Record copy not also containing a copy of the state artifact representations.
Wrong progress bar updating if multiple records/args had the same hash

[0.13.2] - 2023-05-05

Fixed

Docker module incorrectly using the run_command function.
Experiment passing in a cutoff run folder to the docker command.

[0.13.1] - 2023-04-26

Fixed

Reportables that implement render using the old name instead of qualified_name, causing unintended figure image overwrites.

[0.13.0] - 2023-04-21

Added

Check for get_params() functions that aren't returning lists.

Changed

An aggregate stage that is not explicitly given a set of records now takes manager records minus the record containing the currently running aggregate stage.

Fixed

Record make_copy adding the new record to the artifact manager twice.
Reportables ToC in report not correctly using the qualified names when cached reportables found.
LinePlotReporter not adding a legend when dictionaries provided for both x and y.
Potential error when collecting metadata if manager run info doesn't have "status".

▶ **Written tasks**
1. Write out the source records again from the line containing "Each instance receives one keypoint. Annotate the sky" through the end of the records, both ends included. Keep the wording of every line, and raise each coordinate number by 44.
2. Continue the software changelog from the point where it stops.

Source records
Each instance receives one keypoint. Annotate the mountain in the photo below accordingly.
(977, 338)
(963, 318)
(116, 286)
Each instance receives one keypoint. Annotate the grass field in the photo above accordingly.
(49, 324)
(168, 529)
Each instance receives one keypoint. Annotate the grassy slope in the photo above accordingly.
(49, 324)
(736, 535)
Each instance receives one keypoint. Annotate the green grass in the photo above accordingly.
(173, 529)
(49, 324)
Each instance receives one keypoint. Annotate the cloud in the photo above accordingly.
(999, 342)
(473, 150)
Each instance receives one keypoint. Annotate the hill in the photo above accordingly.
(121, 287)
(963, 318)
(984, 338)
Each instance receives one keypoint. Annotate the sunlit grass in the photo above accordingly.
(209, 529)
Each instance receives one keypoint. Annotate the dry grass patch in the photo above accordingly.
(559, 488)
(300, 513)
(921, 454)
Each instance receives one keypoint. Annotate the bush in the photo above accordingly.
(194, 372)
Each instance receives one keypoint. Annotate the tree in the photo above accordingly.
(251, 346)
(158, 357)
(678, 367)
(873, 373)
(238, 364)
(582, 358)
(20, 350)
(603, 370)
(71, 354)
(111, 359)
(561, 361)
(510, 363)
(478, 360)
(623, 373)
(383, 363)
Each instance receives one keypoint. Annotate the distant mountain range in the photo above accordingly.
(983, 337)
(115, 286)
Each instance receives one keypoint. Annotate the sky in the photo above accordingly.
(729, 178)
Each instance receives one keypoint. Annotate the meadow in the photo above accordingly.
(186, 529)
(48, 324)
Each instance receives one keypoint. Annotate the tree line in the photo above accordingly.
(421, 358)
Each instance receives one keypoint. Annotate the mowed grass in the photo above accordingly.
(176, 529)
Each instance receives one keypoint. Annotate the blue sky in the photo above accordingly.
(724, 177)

▶ **The responses**
1.
Each instance receives one keypoint. Annotate the sky in the photo above accordingly.
(773, 222)
Each instance receives one keypoint. Annotate the meadow in the photo above accordingly.
(230, 573)
(92, 368)
Each instance receives one keypoint. Annotate the tree line in the photo above accordingly.
(465, 402)
Each instance receives one keypoint. Annotate the mowed grass in the photo above accordingly.
(220, 573)
Each instance receives one keypoint. Annotate the blue sky in the photo above accordingly.
(768, 221)

2.
[0.12.0] - 2023-03-30

Added

Bash/zsh tab-completion via argcomplete. (This requires installing argcomplete outside of the environment and adding a line to your shell's rc file in order to use. You can run curifactory completion [--bash|--zsh] to add the line, or just run curifactory completion for instructions.)
resolve option to Lazy outputs - this allows not automatically loading the object on an input to the stage, directly providing the lazy instance instead. This allows delaying the loading, or simply getting the path of the object to deal with in some other way (e.g. passing to an external command.)

Fixed

experiment ls incorrectly handling curifactory configurations with experiment/param modules located in subdirectories.

[0.11.1] - 2023-03-29

Fixed

--names flag incorrectly checking existence of parameterset name.

[0.11.0] - 2023-03-29

Added

Curifactory submodules to top level import, so separately importing submodules is no longer necessary.

Changed

Minimum python version to 3.9.
Parameterset name to be ignored by hashing mechanism.

Fixed

No longer using backported package importlib_resources that wasn't in the setup.

[0.10.1] - 2023-03-28

Fixed

Hash computation not correctly handling sub-dataclasses recursively.

[0.10.0] - 2023-03-28

Added

Metadata output for every cached artifact. Alongside every output cache file will be a [file]_metadata.json, containing information about the run that generated it, the parameters, and previous stages run in the same record.
track parameter to cachers, indicating whether the output files should be copied into a full store run folder or not. (It is true by default.)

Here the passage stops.